Work to complete: The response must contain all of the entries, each one repeated exactly.
++++ Data excerpts ++++
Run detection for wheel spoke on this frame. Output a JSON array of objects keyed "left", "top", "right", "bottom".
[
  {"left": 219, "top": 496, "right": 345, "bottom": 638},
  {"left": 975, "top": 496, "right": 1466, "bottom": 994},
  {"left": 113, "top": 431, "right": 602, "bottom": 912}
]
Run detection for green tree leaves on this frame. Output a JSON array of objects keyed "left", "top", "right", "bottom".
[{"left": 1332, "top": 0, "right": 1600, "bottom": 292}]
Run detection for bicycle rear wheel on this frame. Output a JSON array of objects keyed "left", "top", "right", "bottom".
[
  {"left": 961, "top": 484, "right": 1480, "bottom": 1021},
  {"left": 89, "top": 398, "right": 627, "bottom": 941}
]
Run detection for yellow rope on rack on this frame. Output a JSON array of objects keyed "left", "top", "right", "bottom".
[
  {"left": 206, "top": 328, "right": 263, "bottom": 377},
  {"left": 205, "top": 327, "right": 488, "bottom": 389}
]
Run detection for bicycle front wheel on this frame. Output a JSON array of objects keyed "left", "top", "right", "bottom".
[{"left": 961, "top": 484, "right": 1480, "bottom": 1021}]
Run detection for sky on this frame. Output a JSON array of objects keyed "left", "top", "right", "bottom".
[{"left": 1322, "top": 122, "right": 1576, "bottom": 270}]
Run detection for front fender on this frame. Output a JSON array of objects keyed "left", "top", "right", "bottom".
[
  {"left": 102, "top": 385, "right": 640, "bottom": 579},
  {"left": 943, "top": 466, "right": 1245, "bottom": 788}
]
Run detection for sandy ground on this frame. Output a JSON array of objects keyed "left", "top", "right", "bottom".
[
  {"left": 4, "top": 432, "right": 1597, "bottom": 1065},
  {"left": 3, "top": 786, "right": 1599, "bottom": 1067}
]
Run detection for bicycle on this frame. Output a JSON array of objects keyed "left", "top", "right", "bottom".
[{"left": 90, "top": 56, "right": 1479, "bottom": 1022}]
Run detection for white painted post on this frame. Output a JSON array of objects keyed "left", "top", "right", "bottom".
++++
Written response:
Run detection for wheel spoke on this frame. Output a JSON array of objects keyed "left", "top", "right", "bottom".
[
  {"left": 219, "top": 496, "right": 345, "bottom": 638},
  {"left": 975, "top": 496, "right": 1466, "bottom": 994},
  {"left": 113, "top": 431, "right": 602, "bottom": 912}
]
Run detection for green tree leaves on this frame. Output a JSON array of objects keyed "left", "top", "right", "bottom".
[{"left": 1332, "top": 0, "right": 1600, "bottom": 292}]
Run detection for bicycle rear wheel on this frame. Output a JSON array of objects keyed "left", "top", "right", "bottom".
[
  {"left": 961, "top": 484, "right": 1480, "bottom": 1021},
  {"left": 89, "top": 398, "right": 627, "bottom": 941}
]
Run detection for yellow rope on rack on this frame. Output a JSON array of objects keyed "left", "top", "right", "bottom".
[
  {"left": 206, "top": 328, "right": 263, "bottom": 377},
  {"left": 205, "top": 327, "right": 488, "bottom": 389}
]
Run detection for bicycle front wheel on this frame. Output a JSON array of objects keyed "left", "top", "right", "bottom".
[{"left": 961, "top": 484, "right": 1480, "bottom": 1021}]
Run detection for sky on this frame. Output a JSON array of objects keyed "left", "top", "right", "bottom".
[{"left": 1322, "top": 122, "right": 1576, "bottom": 270}]
Run detection for front fender on this frame. Output a JSON array of objects keyed "left", "top", "right", "bottom".
[
  {"left": 102, "top": 385, "right": 640, "bottom": 579},
  {"left": 943, "top": 466, "right": 1245, "bottom": 788}
]
Run detection for sandy ground on this frame. Output a JSON array of objects keyed "left", "top", "right", "bottom".
[
  {"left": 4, "top": 432, "right": 1597, "bottom": 1065},
  {"left": 3, "top": 786, "right": 1599, "bottom": 1067}
]
Run detection for bicycle on this frame. Output a JSON array of objects keyed "left", "top", "right", "bottom".
[{"left": 90, "top": 56, "right": 1479, "bottom": 1022}]
Run detection for white painted post on this frame. Output a JSON array of objects keyed "left", "top", "right", "bottom".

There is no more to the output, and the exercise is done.